• _ОТРЫВОК ТЕКСТА_
Так в чем же кроется секрет назначения П.А. Смирнова? Нам кажется. что в данном случае все дело заключалось в некоторых личных качествах Петра Александровича и стиле его деятельности. Известно, что каждое время требует своих людей – как организаторов, так и исполнителей. А 1937 й год – год особый. Он предъявил к командным кадрам Красной Армии новые, во много раз повышенные требования – усиление «бдительности к проискам врагов народа», улучшение деятельности по их поиску и выкорчевыванию, что являлось, безусловно, кампанией политической. Организовать ее в масштабе РККА обязан был прежде всего, конечно же, начальник ПУРККА и его аппарат. Поэтому после процесса над группой Тухачевского и самоубийства Гамарника должность главного руководителя партийно-политического аппарата армии и флота должен был занять человек жесткий, в значительной мере (по большевистским меркам) беспринципный, способный строго спросить даже у своего близкого друга: «А не враг ли ты? Не завербован ли кем-либо в военно-фашистский (или право-троцкистский) заговор?!»

Подобная ноша была явно не по плечу таким коллегам Смирнова в округах и на флотах, как М.П. Амелин (КВО), С.Н. Кожевников (ХВО), Г.И. Векличев (СКВО), Г.С. Окунев (ТОФ), В.Н. Шестаков (ЗабВО), А.П. Ярцев (ЗакВО). А вот Петр Смирнов, Ефим Щаденко, Лев Мехлис к роли ретивых «чистильщиков», по мнению членов Политбюро ЦК ВКП(б), подходили как нельзя лучше по многим параметрам. В отношении П.А. Смирнова здесь сыграли, видимо, свою негативно-позитивную роль те самые его качества, на которые неоднократно указывали в аттестациях соответствующие начальники. Например, в аттестации за 1926–1927 годы на члена РВС Морских Сил Балтийского моря П.А. Смирнова, отмечалось: «…Энергичен, работоспособен, обладает настойчивостью, граничащей с упрямством… Благодаря свойствам своего характера и объективно сложившейся обстановке подчинил своему влиянию командование и диктует свою волю даже в вопросах учебно-боевой подготовки. Среди личного состава пользуется должным авторитетом, хотя старые моряки не долюбливают за тяжелую руку и береговой уклон. Последний заходит иногда слишком далеко…»

Итак, в середине 1937 года «тяжелая рука» Петра Смирнова понадобилась не только на флотской и окружном уровне, но и в масштабе всей Рабоче-Крестьянской Красной Армии. О том, как она, эта длань нового начальника Политуправления РККА «чистила» кадры командиров и политработников в центре и на местах, говорится в неопубликованных воспоминаниях дивизионного комиссара в отставке А.В. Терентьева, знавшего Смирнова не один год, учившегося вместе с ним на курсах марксизма-ленинизма при Коммунистической академии.

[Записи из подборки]
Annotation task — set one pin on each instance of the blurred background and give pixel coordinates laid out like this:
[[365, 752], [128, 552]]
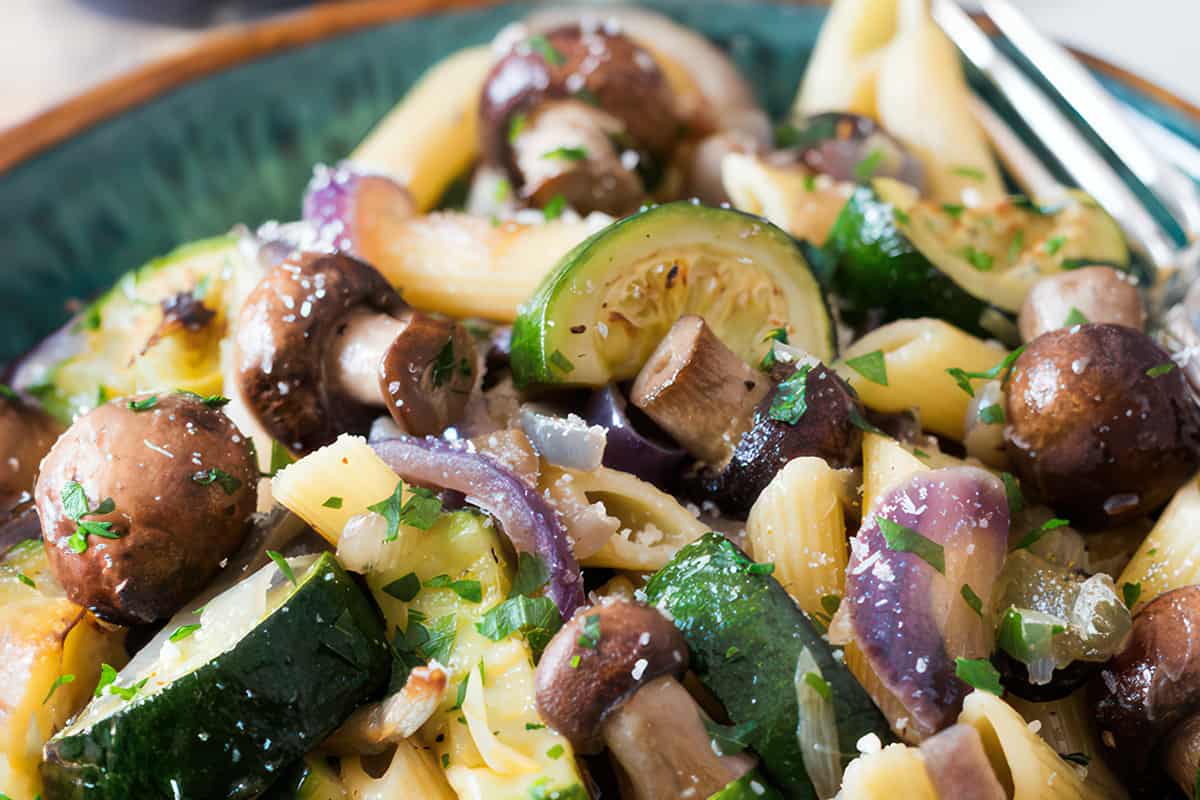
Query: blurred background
[[52, 49]]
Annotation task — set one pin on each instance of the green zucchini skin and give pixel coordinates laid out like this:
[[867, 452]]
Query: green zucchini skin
[[723, 608], [749, 787], [227, 729], [879, 268]]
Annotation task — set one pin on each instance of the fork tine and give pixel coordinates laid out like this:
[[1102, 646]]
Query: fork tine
[[1060, 136], [1099, 110]]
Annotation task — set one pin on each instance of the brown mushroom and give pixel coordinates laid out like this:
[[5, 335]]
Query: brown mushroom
[[720, 410], [27, 433], [610, 678], [1101, 423], [562, 109], [324, 344], [1095, 294], [142, 500], [1147, 697]]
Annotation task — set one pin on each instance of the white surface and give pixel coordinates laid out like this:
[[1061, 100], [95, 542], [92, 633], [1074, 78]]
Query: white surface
[[52, 49]]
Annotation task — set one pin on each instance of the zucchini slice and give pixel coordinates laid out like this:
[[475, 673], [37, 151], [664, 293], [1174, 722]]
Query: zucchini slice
[[275, 666], [126, 342], [745, 636], [915, 258], [600, 313]]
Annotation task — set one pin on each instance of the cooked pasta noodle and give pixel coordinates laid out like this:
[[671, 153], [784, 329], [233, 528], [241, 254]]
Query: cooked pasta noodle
[[917, 353], [798, 524], [1169, 557]]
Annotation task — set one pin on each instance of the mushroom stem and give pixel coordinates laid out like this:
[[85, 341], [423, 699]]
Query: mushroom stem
[[1182, 756], [699, 390], [357, 352], [682, 762]]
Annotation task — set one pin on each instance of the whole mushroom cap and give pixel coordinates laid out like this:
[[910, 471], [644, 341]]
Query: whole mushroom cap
[[184, 482], [1101, 423], [633, 645], [283, 330], [599, 67]]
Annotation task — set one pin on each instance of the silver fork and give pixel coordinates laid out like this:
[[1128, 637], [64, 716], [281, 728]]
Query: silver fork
[[1176, 266]]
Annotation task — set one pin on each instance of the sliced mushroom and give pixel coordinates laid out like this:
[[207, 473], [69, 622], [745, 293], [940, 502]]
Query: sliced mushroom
[[610, 678], [1093, 294], [324, 344], [575, 112], [1147, 698], [1101, 423], [142, 500]]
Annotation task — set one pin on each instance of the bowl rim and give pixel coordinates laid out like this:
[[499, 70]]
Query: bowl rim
[[229, 47]]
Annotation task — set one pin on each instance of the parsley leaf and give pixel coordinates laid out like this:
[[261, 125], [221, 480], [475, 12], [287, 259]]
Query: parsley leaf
[[790, 404], [906, 540], [870, 366], [978, 673], [403, 589], [228, 483]]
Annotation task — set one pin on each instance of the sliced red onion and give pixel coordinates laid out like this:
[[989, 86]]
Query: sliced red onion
[[523, 515], [628, 450], [563, 440], [909, 611]]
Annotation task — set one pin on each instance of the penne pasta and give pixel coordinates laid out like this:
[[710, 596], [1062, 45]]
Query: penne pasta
[[617, 519], [1069, 728], [888, 60], [917, 353], [1026, 765], [798, 524], [1169, 557], [432, 136], [411, 774]]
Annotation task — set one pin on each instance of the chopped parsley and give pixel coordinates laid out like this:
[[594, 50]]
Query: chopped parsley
[[285, 567], [906, 540], [537, 618], [870, 366], [567, 154], [1013, 492], [228, 483], [1074, 317], [1036, 535], [972, 599], [144, 404], [61, 680], [964, 378], [991, 414], [1131, 591], [1027, 636], [729, 740], [75, 504], [403, 589], [789, 404], [865, 169], [469, 590], [561, 361], [553, 208], [550, 54], [973, 173], [591, 636], [1161, 370], [420, 511], [184, 631], [979, 674], [978, 258], [819, 684]]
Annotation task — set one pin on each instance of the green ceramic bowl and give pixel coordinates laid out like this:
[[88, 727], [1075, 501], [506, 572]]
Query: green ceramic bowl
[[239, 145]]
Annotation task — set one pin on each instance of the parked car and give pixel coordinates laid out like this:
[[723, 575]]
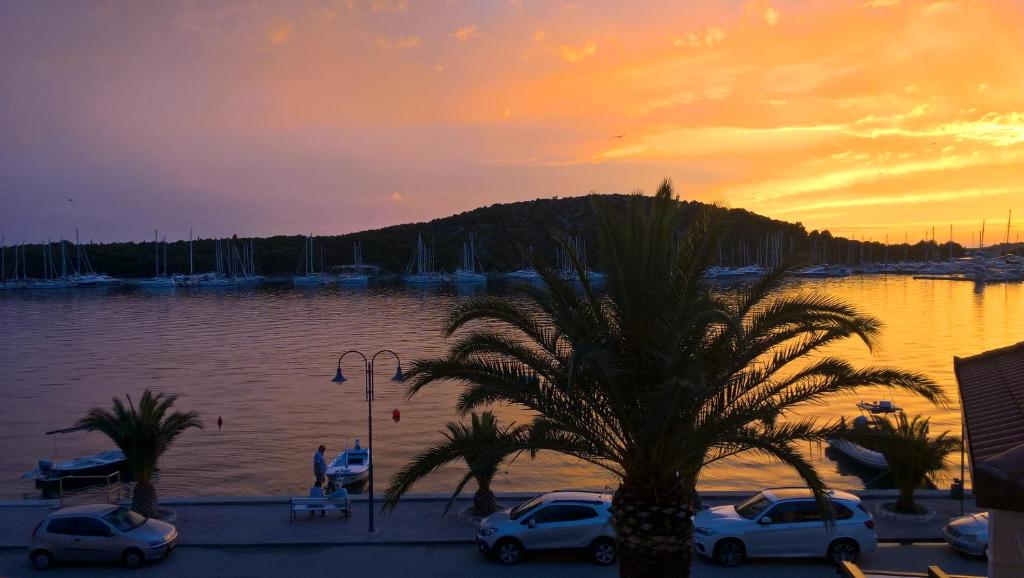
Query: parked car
[[555, 521], [968, 534], [783, 523], [99, 532]]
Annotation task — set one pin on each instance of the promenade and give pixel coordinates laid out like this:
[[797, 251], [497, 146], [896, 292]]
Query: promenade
[[264, 521]]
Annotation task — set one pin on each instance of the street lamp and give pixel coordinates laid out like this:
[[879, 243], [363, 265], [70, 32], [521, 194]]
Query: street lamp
[[340, 378]]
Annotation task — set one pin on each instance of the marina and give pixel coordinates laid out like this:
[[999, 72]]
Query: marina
[[265, 368]]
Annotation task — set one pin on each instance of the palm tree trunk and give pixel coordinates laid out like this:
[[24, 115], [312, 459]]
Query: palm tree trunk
[[143, 499], [484, 502], [653, 528], [904, 502]]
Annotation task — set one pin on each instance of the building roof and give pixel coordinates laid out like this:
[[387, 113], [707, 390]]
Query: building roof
[[991, 386]]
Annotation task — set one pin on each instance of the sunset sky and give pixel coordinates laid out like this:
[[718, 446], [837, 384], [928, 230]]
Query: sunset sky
[[868, 118]]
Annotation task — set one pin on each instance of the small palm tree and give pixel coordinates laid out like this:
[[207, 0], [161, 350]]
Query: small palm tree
[[143, 435], [659, 375], [913, 456], [483, 445]]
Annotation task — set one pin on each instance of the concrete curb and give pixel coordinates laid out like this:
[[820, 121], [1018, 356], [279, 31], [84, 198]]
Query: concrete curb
[[400, 543]]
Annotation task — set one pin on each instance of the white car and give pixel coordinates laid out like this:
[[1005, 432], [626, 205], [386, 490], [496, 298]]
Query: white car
[[968, 534], [549, 522], [782, 523]]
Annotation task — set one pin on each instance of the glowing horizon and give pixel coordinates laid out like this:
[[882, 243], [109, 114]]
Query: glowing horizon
[[868, 118]]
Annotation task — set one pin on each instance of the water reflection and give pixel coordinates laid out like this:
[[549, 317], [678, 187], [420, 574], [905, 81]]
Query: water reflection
[[263, 358]]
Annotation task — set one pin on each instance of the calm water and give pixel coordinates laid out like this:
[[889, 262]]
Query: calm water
[[262, 359]]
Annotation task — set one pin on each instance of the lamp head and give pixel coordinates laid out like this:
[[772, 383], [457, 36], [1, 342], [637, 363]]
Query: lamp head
[[338, 377]]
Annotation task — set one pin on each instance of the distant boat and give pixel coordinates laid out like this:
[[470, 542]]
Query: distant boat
[[421, 266], [467, 264], [350, 466], [310, 276], [355, 274], [159, 281]]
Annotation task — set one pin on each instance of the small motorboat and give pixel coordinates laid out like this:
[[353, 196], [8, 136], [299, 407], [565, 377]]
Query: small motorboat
[[351, 466], [882, 406], [859, 453], [82, 470]]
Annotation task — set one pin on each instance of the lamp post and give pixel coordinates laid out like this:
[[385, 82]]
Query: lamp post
[[340, 378]]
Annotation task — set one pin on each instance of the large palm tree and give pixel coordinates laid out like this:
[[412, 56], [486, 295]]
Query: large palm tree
[[659, 375], [143, 434], [483, 445], [912, 454]]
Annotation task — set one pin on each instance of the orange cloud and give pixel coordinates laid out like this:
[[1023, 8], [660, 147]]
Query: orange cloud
[[278, 33], [573, 54], [467, 33]]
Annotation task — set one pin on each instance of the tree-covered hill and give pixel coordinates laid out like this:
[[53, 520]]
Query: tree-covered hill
[[503, 233]]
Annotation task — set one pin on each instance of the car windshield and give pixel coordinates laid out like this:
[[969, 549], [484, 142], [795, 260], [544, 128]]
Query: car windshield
[[124, 519], [753, 506], [524, 508]]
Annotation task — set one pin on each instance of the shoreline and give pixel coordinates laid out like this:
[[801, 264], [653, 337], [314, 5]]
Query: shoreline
[[264, 521]]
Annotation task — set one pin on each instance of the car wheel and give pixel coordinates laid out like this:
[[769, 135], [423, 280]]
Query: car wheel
[[41, 560], [508, 551], [603, 551], [132, 558], [843, 550], [730, 552]]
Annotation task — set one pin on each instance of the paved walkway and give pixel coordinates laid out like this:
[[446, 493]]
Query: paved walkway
[[214, 522], [463, 562]]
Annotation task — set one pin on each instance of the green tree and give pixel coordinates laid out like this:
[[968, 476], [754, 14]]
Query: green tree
[[483, 445], [143, 434], [659, 375], [912, 454]]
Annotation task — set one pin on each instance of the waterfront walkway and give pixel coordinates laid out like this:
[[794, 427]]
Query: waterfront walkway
[[248, 521]]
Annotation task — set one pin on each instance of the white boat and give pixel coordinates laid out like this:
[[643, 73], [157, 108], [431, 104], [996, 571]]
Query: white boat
[[421, 266], [527, 274], [882, 406], [355, 274], [350, 466], [159, 281], [467, 264], [310, 277]]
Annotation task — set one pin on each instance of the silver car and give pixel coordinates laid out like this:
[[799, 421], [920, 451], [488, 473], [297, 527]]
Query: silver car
[[969, 534], [99, 533], [553, 521]]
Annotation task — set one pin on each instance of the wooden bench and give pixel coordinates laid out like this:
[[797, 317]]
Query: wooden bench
[[312, 505]]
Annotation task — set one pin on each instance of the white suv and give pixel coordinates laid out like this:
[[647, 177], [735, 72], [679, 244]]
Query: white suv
[[552, 521], [784, 522]]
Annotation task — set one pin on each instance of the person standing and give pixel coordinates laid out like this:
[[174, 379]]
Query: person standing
[[320, 466]]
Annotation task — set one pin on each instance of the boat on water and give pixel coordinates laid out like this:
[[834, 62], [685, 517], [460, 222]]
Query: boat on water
[[420, 270], [879, 407], [79, 471], [159, 281], [355, 274], [350, 466], [310, 277], [823, 272], [869, 458], [467, 272]]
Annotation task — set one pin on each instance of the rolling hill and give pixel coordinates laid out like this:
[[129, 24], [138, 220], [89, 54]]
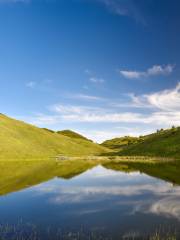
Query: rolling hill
[[19, 140], [73, 135], [164, 143], [119, 143]]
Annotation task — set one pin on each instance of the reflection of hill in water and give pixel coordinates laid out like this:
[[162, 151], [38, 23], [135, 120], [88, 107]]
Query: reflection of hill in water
[[15, 176], [168, 171]]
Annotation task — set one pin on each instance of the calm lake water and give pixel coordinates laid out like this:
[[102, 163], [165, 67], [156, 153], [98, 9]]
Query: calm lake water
[[97, 204]]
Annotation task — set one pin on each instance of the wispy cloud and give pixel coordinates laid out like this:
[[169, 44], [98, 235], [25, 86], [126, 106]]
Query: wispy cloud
[[124, 8], [155, 70], [86, 97], [160, 109]]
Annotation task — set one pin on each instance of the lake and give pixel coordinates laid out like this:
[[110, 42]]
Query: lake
[[96, 203]]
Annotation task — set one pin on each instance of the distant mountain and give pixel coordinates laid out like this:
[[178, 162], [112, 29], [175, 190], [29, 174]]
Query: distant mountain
[[163, 143], [73, 135], [19, 140], [120, 143]]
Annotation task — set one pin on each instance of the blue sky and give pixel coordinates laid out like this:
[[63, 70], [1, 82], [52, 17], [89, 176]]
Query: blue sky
[[104, 68]]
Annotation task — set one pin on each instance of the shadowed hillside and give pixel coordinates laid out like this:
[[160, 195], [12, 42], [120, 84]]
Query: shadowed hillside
[[23, 141]]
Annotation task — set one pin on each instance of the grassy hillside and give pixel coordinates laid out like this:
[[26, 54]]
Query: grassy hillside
[[20, 140], [164, 143], [74, 135], [119, 143]]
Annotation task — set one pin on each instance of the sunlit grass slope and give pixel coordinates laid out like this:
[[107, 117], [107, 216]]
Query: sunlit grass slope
[[121, 142], [164, 143], [73, 135], [19, 140]]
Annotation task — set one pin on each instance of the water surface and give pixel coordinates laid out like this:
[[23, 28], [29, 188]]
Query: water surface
[[101, 203]]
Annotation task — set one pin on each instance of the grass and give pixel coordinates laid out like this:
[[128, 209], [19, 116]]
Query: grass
[[120, 143], [72, 134], [164, 143], [19, 140], [29, 231]]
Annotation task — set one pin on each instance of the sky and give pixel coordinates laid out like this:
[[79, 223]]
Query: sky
[[103, 68]]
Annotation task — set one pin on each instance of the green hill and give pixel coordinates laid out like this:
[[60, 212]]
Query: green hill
[[74, 135], [164, 143], [19, 140], [119, 143]]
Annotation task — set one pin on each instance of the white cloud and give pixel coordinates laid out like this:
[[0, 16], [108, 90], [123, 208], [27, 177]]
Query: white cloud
[[31, 84], [160, 109], [155, 70], [96, 80], [86, 97], [167, 100]]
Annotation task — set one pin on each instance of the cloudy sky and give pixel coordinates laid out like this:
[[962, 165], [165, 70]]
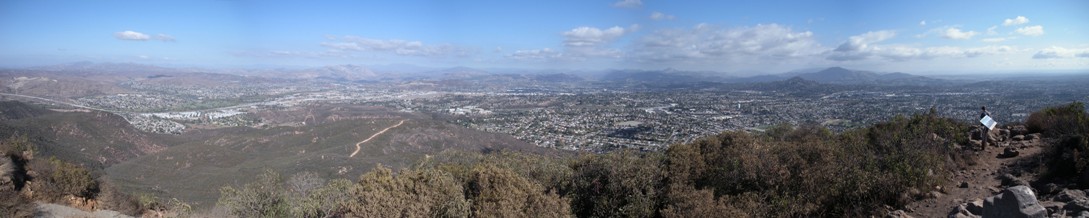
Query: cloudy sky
[[922, 37]]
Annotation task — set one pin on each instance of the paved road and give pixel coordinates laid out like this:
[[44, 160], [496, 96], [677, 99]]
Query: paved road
[[358, 145]]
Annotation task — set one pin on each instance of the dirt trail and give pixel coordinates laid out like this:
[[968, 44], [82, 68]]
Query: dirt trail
[[358, 145], [982, 181]]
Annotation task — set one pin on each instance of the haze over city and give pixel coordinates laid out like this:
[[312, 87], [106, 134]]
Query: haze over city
[[565, 108], [734, 37]]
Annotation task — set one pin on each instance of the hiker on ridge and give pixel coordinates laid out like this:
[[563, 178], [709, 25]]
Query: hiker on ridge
[[985, 132]]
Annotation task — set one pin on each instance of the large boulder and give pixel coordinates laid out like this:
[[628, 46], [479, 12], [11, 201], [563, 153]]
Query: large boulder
[[7, 172], [1014, 202], [1018, 130]]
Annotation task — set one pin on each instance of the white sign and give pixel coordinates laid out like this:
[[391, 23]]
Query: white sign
[[988, 122]]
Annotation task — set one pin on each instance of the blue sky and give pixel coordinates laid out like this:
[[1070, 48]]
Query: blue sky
[[737, 37]]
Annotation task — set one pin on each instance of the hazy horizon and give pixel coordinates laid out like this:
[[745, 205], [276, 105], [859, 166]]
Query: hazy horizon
[[739, 38]]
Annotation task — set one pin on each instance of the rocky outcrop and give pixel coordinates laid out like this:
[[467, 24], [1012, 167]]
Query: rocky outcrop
[[1014, 202], [7, 173]]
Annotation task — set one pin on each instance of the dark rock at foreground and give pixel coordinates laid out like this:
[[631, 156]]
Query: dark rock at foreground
[[1014, 202]]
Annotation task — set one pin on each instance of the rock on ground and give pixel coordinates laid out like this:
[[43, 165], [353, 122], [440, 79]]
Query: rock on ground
[[61, 210], [1014, 202]]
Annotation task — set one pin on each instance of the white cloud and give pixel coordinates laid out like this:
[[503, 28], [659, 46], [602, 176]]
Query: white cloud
[[660, 16], [866, 46], [164, 37], [710, 44], [1030, 31], [1015, 21], [589, 36], [130, 35], [1060, 52], [861, 41], [545, 53], [953, 33], [393, 46], [628, 3]]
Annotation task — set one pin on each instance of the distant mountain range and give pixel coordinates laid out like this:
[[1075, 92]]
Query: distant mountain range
[[406, 72], [830, 75]]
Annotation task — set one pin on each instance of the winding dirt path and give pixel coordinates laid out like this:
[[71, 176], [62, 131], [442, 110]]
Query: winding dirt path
[[358, 145], [982, 181]]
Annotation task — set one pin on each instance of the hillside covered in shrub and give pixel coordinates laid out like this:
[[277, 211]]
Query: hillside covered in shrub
[[785, 171]]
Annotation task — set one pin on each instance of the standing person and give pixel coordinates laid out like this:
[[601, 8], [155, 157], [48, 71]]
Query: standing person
[[985, 132]]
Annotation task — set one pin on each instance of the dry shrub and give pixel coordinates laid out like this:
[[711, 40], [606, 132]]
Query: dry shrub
[[498, 192]]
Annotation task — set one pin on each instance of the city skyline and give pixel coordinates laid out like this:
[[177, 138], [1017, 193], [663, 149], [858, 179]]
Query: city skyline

• _ЗАДАНИЕ 1_
Назовите всех коллег Смирнова в округах и на флотах, которым, по словам отрывка о П.А. Смирнове, такая ноша была не по плечу.
• _ЗАДАНИЕ 2_
Повторите часть отрывка о П.А. Смирнове, начиная со слов «Итак, в середине» и заканчивая словами «при Коммунистической академии.».
• _ЗАДАНИЕ 3_
На каких курсах А.В. Терентьев учился вместе со Смирновым, согласно отрывку о П.А. Смирнове?
Отвечайте, опираясь только на отрывок.

• _ОТВЕТ 1_
М.П. Амелин (КВО), С.Н. Кожевников (ХВО), Г.И. Векличев (СКВО), Г.С. Окунев (ТОФ), В.Н. Шестаков (ЗабВО), А.П. Ярцев (ЗакВО).

• _ОТВЕТ 2_
Итак, в середине 1937 года «тяжелая рука» Петра Смирнова понадобилась не только на флотской и окружном уровне, но и в масштабе всей Рабоче-Крестьянской Красной Армии. О том, как она, эта длань нового начальника Политуправления РККА «чистила» кадры командиров и политработников в центре и на местах, говорится в неопубликованных воспоминаниях дивизионного комиссара в отставке А.В. Терентьева, знавшего Смирнова не один год, учившегося вместе с ним на курсах марксизма-ленинизма при Коммунистической академии.

• _ОТВЕТ 3_
На курсах марксизма-ленинизма при Коммунистической академии.